## Compito scritto 1
Riscrivi i record dalla riga con "Note: spot the shoulder of" alla riga con "<point>208,89</point>", sostituendo "brown ponytail" con "dark ponytail" e senza cambiare nient'altro.

Da arcivescovo di Seoul, mi domandavo spesse volte: «La mia fede e la mia vita sono veramente secondo il Vangelo?». La risposta era più vicina al "No", e soprattutto riguardo alla povertà evangelica a cui dovrei tendere come sacerdote (...). Ogni tanto pensavo nel mio ufficio: «Perché non posso vivere con i poveri lasciando il vescovado?». (...)
Gesù Cristo, che è il mio tutto, è venuto come povero e ha dimostrato l'amore di Dio ai poveri, ai sofferenti, agli emarginati, poi è morto in croce. Lui non spezzava una canna incrinata, non spegneva un lucignolo fumigante. (...)

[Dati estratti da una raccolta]
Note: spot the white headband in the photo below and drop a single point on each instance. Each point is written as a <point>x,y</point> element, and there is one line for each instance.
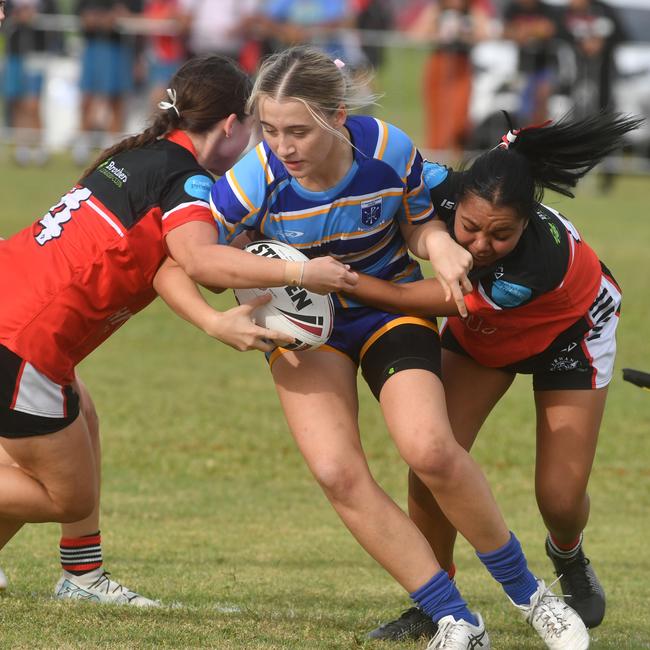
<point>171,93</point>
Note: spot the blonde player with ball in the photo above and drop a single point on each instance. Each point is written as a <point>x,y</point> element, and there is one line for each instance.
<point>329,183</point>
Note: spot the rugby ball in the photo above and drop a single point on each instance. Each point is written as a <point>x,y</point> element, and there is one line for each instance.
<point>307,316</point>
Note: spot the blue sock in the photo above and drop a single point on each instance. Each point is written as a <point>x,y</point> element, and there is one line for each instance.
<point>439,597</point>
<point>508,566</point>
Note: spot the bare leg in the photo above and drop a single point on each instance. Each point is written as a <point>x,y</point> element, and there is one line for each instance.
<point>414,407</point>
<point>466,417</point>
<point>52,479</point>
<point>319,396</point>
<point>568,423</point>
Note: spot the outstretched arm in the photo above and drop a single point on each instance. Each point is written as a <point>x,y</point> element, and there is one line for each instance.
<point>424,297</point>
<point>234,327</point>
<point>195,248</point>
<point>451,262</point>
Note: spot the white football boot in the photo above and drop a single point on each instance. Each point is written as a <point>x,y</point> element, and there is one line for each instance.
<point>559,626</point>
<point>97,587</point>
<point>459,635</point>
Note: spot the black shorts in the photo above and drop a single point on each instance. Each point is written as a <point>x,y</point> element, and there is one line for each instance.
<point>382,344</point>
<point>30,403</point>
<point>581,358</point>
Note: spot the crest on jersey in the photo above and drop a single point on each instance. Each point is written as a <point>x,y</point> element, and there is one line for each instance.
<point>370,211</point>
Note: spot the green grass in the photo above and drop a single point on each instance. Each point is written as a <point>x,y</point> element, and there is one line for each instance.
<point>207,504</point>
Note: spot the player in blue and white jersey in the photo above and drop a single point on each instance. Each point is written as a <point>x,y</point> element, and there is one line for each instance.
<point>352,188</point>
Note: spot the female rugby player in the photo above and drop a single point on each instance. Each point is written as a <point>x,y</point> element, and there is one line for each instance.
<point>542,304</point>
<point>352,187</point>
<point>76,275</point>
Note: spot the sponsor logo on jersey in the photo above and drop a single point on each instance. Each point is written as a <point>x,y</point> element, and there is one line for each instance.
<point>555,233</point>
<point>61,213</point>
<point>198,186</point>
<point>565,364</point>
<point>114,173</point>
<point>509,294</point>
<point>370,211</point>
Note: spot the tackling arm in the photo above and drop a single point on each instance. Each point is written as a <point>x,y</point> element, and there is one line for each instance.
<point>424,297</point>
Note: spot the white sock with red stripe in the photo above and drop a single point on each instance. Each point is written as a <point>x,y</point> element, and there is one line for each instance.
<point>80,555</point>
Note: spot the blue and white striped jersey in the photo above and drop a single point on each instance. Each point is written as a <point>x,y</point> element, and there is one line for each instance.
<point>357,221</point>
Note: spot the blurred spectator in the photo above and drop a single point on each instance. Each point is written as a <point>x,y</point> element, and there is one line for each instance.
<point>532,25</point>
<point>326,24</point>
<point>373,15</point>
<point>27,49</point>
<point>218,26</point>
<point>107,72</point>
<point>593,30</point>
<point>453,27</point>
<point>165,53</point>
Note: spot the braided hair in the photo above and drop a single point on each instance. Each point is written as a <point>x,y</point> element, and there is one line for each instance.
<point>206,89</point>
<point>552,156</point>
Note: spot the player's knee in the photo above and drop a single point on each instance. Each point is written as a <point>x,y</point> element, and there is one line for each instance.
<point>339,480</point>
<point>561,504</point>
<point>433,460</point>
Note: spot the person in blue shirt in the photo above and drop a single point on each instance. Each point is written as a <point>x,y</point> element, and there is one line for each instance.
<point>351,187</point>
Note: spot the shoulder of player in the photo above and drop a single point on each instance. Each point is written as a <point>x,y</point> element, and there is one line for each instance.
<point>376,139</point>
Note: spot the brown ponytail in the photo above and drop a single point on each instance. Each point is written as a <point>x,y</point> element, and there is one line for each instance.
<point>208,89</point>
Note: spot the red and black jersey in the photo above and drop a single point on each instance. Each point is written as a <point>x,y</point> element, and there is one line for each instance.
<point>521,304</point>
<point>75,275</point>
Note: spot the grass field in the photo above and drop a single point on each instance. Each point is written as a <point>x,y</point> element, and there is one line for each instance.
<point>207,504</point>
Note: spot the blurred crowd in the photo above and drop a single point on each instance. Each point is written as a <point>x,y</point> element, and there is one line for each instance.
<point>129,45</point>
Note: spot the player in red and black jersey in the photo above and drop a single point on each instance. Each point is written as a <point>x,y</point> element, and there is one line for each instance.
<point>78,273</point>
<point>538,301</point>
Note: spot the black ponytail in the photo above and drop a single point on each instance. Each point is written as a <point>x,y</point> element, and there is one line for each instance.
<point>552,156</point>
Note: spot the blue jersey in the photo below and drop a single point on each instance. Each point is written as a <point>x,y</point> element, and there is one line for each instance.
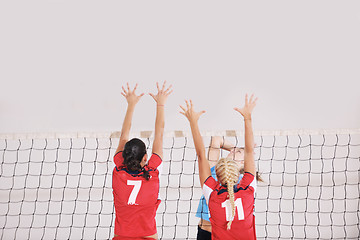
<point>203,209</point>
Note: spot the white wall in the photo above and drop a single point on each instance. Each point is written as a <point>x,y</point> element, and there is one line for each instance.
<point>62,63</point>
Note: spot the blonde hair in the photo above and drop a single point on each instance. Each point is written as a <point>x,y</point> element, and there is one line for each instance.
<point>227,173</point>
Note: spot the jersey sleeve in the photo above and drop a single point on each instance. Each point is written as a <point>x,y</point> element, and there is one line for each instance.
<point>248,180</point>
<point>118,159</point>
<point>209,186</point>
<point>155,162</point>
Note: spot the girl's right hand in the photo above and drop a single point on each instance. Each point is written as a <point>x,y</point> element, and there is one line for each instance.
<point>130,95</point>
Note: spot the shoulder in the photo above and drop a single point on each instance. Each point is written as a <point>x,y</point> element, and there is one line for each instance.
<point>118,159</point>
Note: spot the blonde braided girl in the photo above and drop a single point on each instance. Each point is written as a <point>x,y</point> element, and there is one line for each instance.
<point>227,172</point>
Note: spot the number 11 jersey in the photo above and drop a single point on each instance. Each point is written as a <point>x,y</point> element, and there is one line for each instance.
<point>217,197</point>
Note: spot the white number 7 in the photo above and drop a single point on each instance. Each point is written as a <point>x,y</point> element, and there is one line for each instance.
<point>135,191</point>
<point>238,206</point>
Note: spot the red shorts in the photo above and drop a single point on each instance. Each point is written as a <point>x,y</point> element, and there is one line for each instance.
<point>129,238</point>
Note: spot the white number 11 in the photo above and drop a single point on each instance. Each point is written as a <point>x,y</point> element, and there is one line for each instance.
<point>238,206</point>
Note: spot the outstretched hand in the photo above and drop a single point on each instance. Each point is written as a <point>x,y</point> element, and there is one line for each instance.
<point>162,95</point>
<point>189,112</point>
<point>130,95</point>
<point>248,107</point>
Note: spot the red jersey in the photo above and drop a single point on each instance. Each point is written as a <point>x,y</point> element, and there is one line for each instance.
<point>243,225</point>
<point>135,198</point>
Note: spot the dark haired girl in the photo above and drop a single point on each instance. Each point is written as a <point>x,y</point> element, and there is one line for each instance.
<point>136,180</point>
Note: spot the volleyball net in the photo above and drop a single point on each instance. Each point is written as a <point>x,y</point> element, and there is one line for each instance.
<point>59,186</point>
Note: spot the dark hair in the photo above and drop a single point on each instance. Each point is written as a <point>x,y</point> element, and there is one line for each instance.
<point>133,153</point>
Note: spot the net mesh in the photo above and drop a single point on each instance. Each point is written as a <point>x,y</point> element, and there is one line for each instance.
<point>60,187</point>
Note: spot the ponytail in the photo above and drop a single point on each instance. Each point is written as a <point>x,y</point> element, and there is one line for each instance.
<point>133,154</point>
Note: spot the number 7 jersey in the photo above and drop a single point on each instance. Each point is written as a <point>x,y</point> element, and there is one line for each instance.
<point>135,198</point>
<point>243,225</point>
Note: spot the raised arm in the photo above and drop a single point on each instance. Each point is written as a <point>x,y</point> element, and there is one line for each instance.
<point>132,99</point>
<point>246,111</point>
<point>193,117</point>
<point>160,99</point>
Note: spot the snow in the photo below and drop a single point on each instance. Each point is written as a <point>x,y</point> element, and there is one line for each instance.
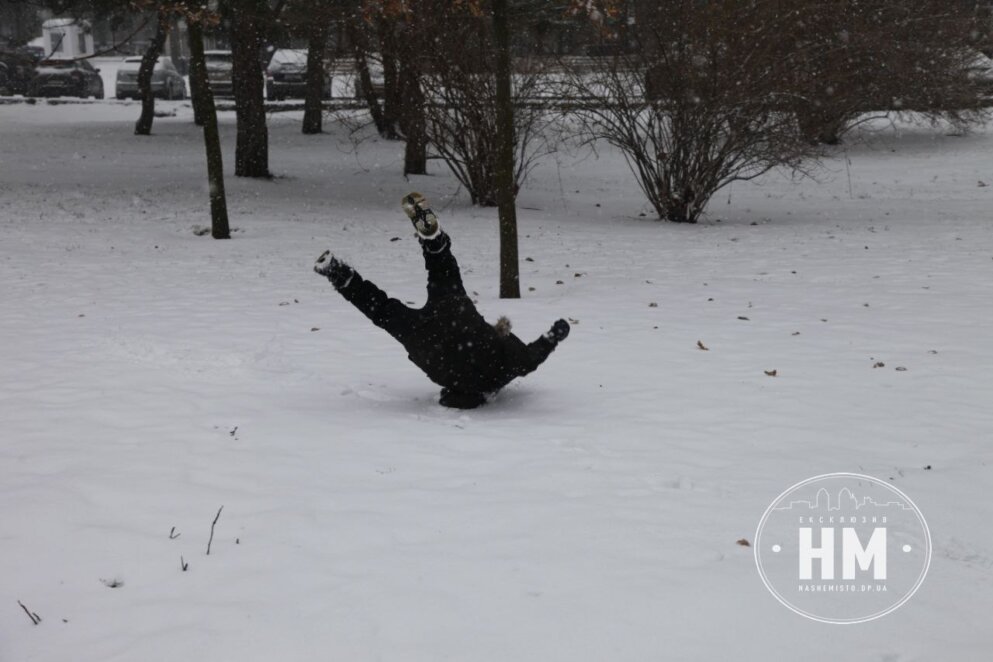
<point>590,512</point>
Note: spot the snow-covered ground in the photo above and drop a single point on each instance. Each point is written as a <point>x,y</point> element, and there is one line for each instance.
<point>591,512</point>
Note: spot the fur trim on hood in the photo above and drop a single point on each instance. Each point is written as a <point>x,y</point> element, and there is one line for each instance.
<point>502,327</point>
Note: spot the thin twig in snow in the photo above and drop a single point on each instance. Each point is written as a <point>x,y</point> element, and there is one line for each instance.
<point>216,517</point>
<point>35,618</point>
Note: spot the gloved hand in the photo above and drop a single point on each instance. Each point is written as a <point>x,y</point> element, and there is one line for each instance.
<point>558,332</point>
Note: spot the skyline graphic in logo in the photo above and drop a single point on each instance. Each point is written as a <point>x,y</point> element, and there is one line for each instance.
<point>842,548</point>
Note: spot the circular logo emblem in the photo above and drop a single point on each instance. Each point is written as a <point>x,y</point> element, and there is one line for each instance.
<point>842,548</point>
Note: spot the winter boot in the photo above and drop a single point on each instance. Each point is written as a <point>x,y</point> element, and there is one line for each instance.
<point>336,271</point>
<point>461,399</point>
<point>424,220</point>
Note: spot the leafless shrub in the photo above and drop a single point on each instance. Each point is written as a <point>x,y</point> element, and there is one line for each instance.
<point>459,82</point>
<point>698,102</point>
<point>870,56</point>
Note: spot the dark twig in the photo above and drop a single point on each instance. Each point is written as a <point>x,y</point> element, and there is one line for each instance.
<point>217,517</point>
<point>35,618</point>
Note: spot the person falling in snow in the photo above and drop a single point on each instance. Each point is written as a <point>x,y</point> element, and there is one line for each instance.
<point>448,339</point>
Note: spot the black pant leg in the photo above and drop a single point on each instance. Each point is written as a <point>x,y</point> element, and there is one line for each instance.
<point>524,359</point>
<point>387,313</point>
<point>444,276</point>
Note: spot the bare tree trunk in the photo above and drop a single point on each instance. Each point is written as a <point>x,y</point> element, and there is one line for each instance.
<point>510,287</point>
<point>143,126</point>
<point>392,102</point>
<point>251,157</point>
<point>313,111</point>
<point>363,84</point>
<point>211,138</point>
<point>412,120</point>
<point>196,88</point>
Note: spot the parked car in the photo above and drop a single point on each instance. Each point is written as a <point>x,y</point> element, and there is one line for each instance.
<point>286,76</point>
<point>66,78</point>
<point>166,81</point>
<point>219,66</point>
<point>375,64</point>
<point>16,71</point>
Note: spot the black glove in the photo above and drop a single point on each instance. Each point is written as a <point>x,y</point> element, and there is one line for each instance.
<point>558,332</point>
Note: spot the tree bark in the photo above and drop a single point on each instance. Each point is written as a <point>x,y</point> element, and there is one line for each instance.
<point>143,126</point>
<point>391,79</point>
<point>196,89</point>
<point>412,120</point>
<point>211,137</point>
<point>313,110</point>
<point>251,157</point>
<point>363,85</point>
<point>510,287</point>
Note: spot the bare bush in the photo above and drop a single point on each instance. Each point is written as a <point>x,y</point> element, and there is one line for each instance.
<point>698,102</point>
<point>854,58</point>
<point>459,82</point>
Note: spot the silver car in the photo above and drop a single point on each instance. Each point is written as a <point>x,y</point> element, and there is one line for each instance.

## Compito scritto 2
Traduci in inglese questa frase del brano sulla povertà evangelica: «Lui non spezzava una canna incrinata, non spegneva un lucignolo fumigante.»

## Risultato completo 1
Note: spot the shoulder of player in the photo above and drop a single point on each instance. Each point is written as a <point>x,y</point> element, and there is one line for each instance.
<point>376,139</point>
Note: spot the dark ponytail in the photo above and drop a single point on each instance. Each point is written as a <point>x,y</point> element, and there is one line for each instance.
<point>208,89</point>

## Risultato completo 2
He did not break a cracked reed, he did not snuff out a smoldering wick.